**Source document**
Aristotle characterized man as being by nature a political animal. This is a possibly unique combination on Earth of individual and social natures combined in a single being. As an individual, each human being has certain powers to do or not do acts. Because human beings are naturally political, that is, members of society, these powers are always exercised in relation to others in that society. These powers exercised in relation to others are called "rights." The existence of a right necessarily implies society — "others" against whom rights are to be exercised; rights cannot be exercised in a social vacuum.
A right therefore necessarily consists of the powers inherent or vested in the individual to require other individuals or groups to do or not do some act in relation to the right holder. Someone or something (rights can be delegated, even to things) that has rights is called a "person." Someone that has rights by nature is called a "natural person." Something that has rights delegated to it is called an "artificial person." The only natural persons recognized legally in the United States are human beings.
An artificial person can be a thing or a natural person. This sounds paradoxical, but is not. An individual human being is a natural person. A group of natural persons, however, is a thing. If a group is organized, there must be some individual or subgroup in charge for the purposes of governance, even if the subgroup is a "committee of the whole," that is, the group makes every decision by consulting every member of the group.

**Directions**
Reproduce, word for word, the stretch of the passage on rights and persons from "An artificial person" through "of the group.".

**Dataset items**
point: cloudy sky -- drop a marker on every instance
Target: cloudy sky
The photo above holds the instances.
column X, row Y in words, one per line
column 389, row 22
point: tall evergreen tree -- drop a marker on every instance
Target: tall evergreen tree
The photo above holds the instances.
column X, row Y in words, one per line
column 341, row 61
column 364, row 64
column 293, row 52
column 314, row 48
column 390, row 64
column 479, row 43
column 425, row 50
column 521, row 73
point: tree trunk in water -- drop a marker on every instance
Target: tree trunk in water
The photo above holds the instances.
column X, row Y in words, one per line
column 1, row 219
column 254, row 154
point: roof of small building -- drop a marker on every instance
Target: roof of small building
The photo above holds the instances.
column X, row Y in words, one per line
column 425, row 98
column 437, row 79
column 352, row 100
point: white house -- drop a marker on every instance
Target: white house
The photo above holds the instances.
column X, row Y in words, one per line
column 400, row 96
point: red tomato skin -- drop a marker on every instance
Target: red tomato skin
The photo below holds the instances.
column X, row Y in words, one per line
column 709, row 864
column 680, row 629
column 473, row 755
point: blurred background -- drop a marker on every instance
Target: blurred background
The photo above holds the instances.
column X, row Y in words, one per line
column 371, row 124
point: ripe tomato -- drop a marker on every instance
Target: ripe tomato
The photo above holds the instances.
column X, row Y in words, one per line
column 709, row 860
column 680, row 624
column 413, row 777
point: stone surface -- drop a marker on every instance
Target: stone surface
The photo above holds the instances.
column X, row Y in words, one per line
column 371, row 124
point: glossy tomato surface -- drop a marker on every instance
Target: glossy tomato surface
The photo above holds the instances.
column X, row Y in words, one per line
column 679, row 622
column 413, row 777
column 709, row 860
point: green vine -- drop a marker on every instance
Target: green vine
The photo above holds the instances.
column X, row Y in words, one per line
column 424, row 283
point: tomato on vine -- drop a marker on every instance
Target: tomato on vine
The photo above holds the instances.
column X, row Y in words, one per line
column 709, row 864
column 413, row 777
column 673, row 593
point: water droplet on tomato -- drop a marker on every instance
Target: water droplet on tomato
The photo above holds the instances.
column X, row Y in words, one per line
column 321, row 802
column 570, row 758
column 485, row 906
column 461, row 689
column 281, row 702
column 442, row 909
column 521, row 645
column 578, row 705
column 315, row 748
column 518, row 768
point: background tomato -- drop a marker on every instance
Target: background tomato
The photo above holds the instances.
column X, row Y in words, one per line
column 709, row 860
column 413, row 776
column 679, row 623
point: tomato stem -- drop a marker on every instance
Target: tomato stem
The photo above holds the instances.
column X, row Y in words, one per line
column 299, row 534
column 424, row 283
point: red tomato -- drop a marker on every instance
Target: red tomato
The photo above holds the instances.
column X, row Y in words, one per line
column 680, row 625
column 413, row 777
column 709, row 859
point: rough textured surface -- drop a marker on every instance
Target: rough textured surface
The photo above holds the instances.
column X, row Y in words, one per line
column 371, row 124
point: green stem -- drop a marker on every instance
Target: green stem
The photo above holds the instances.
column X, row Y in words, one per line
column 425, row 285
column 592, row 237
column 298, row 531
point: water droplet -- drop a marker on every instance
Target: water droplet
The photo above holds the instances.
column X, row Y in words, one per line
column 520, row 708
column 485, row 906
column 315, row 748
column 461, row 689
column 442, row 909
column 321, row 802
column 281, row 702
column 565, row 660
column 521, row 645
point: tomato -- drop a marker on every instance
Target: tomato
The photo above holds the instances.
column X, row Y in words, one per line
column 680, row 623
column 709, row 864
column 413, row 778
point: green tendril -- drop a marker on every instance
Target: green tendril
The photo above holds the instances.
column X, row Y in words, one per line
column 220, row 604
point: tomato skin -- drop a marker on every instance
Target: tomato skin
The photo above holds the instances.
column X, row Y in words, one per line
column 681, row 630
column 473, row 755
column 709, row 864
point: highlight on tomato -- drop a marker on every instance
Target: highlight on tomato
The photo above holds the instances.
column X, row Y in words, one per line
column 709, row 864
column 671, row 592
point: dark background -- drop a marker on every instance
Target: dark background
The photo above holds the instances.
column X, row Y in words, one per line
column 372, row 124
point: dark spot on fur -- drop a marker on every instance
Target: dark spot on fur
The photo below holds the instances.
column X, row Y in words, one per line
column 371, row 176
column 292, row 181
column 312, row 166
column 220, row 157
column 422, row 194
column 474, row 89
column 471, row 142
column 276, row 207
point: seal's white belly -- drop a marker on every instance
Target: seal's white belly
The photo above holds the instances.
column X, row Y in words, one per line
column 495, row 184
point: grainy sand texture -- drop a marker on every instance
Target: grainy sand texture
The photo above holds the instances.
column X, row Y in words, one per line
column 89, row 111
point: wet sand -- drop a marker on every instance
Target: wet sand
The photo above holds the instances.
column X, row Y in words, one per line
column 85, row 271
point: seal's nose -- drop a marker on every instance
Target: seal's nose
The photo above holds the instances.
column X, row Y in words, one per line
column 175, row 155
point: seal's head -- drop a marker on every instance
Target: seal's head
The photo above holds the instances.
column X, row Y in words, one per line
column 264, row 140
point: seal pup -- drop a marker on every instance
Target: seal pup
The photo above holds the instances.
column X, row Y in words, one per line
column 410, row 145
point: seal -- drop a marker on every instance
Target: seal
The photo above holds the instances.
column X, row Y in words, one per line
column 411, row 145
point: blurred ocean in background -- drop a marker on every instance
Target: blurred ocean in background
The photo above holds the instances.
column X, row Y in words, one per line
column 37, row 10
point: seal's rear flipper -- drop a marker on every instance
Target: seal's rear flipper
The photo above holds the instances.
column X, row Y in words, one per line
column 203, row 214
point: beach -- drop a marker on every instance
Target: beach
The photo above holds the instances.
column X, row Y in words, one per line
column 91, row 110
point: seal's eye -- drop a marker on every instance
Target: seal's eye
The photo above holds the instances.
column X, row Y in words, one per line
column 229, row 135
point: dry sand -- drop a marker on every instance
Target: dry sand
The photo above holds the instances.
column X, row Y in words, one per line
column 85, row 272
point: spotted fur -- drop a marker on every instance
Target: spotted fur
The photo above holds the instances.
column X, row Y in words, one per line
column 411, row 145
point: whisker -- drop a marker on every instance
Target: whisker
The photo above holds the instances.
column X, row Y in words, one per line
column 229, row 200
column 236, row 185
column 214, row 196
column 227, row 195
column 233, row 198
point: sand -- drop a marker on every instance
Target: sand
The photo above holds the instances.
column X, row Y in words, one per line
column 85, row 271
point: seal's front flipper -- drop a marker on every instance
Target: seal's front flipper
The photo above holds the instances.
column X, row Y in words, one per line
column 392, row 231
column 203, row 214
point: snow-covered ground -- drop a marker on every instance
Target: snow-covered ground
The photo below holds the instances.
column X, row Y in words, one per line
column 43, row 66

**Finished exercise**
An artificial person can be a thing or a natural person. This sounds paradoxical, but is not. An individual human being is a natural person. A group of natural persons, however, is a thing. If a group is organized, there must be some individual or subgroup in charge for the purposes of governance, even if the subgroup is a "committee of the whole," that is, the group makes every decision by consulting every member of the group.